EXERCISE DESCRIPTION | Please express the listing below as a numbered list, from its first line through the line holding "[[120, 156]]", inclusive. Skip blank lines and leave out the pictures.

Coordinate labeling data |
┄┄┄┄┄┄┄┄┄┄

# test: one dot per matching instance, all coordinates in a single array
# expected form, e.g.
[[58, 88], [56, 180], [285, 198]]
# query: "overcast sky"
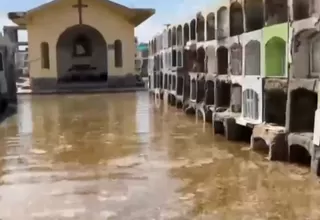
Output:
[[167, 11]]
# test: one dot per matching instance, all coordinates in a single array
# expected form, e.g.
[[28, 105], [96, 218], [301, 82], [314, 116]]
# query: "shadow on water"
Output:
[[120, 156]]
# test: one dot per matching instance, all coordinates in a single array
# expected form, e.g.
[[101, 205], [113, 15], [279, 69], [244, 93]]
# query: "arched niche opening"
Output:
[[222, 23], [211, 26], [201, 55], [209, 92], [179, 35], [236, 19], [211, 59], [200, 27], [193, 29], [223, 94], [174, 36], [186, 33], [301, 9], [276, 11], [236, 59], [275, 106], [180, 85], [222, 60], [302, 110], [299, 155], [254, 12], [305, 51], [236, 98], [275, 55], [170, 38], [166, 81], [250, 99], [252, 58], [186, 87], [200, 89], [193, 89]]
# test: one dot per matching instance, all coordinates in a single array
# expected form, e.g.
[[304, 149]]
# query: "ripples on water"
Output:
[[118, 156]]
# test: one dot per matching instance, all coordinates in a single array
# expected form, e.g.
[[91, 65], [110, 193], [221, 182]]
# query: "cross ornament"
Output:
[[80, 6]]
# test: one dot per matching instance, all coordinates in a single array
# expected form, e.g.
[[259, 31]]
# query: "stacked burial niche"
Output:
[[193, 29], [236, 59], [186, 37], [276, 12], [222, 28], [301, 9], [200, 27], [211, 26], [254, 12], [222, 60], [236, 19]]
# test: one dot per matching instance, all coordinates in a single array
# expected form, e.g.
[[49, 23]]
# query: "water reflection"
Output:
[[118, 156]]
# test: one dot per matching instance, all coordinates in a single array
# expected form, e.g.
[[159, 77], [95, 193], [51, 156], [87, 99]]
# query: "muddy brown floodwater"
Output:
[[119, 156]]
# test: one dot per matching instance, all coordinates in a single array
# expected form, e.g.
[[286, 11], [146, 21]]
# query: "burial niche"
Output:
[[222, 60], [81, 54], [302, 110], [275, 106], [252, 58], [193, 29], [186, 33], [201, 59], [236, 59], [276, 11], [300, 9], [223, 94], [210, 26], [236, 98], [222, 22], [236, 19], [200, 27], [254, 12], [209, 92], [201, 89], [174, 36], [193, 89], [275, 57], [250, 100], [180, 85], [179, 35]]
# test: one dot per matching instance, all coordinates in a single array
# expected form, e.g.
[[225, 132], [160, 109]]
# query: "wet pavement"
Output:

┄┄┄┄┄┄┄┄┄┄

ANSWER TO THIS EXERCISE |
1. # test: one dot per matching instance, all coordinates in a single array
2. # expected form, e.g.
3. [[58, 88], [56, 180], [285, 198]]
4. # query: "overcast sky"
5. Output:
6. [[167, 11]]
7. # test: one dot per matching instance, all coordinates in a single array
8. # expected form, e.g.
9. [[28, 105], [96, 218], [301, 82], [314, 116]]
10. # query: "shadow on water"
11. Output:
12. [[120, 156]]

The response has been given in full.